Text provided:
____________

And yet, there’s a resurgent effort to flip that basic equation on its head by suggesting that the poor won’t build stable families and break out of poverty unless we shame them to higher moral standards. David Brooks’ New York Times column last week argues:

People born into the most chaotic situations can still be asked the same questions: Are you living for short-term pleasure or long-term good? Are you living for yourself or for your children? Do you have the freedom of self-control or are you in bondage to your desires?

This isn’t completely wrong on its face. These are questions every person should confront, especially if they’re on the cusp of parenting. But Brooks offers them as part of a theory of action that holds that heightening the extremity of negative incentives is an effective, appropriate deterrent for human behavior. This school of thought is particularly eager to withhold compassion and support from the poor—that is, from those who are often vulnerable and suffering in myriad ways already. These are the folks who hope to cut down on teen pregnancy rates by making the consequences of an unwanted pregnancy even more punishing for women.

But that’s not really how humans make decisions. Working parents with unstable employment, unpredictable work schedules, immiserating child care costs and housing that’s segregated both by race and income struggle to stay married. They struggle to remain involved at their kids’ schools, which are overwhelmingly likely to be both underfunded and staffed with ineffective teachers. We deny them any reasonable hope for longterm health, stability and success.

So when Brooks writes, “It’s not only money and better policy that are missing in these circles; it’s norms,” he’s being willfully blind. Stable marital norms are difficult to develop, refine and maintain at any income. In the face of extraordinary adversity—consider that approximately half of American students are growing up in low-income families—we should expect what he terms “an anarchy of the intimate life.”

Brooks worries that, for the poor, “there are no basic codes and rules woven into daily life, which people can absorb unconsciously and follow automatically.” But there are codes! They simply happen to be punishing, degrading codes shaped by poverty and material and educational inequality. In short, norms are built on resources and opportunities.

____________

Data:
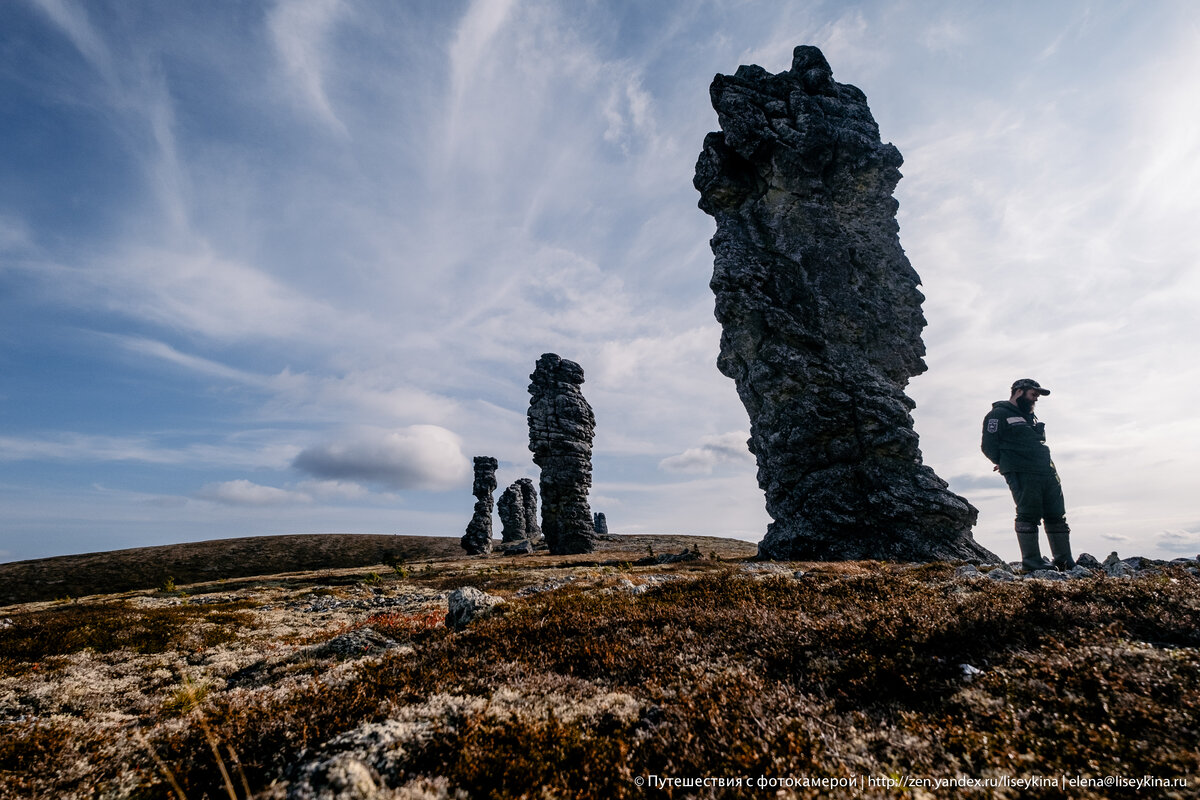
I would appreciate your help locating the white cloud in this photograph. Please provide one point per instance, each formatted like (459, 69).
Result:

____________

Parts of the exercise:
a) In the passage on poverty and norms, rewrite the part from "This isn’t completely" up to and including "punishing for women.", changing "negative incentives" to "harsh penalties".
b) Answer these questions from the passage on poverty and norms:
(i) In which newspaper did the David Brooks column appear?
(ii) About what share of American students are growing up in low-income families?
(iii) What does the passage say norms are built on?

Answers to the exercises:
a)
This isn’t completely wrong on its face. These are questions every person should confront, especially if they’re on the cusp of parenting. But Brooks offers them as part of a theory of action that holds that heightening the extremity of harsh penalties is an effective, appropriate deterrent for human behavior. This school of thought is particularly eager to withhold compassion and support from the poor—that is, from those who are often vulnerable and suffering in myriad ways already. These are the folks who hope to cut down on teen pregnancy rates by making the consequences of an unwanted pregnancy even more punishing for women.

b)
(i) The New York Times
(ii) Approximately half
(iii) Resources and opportunities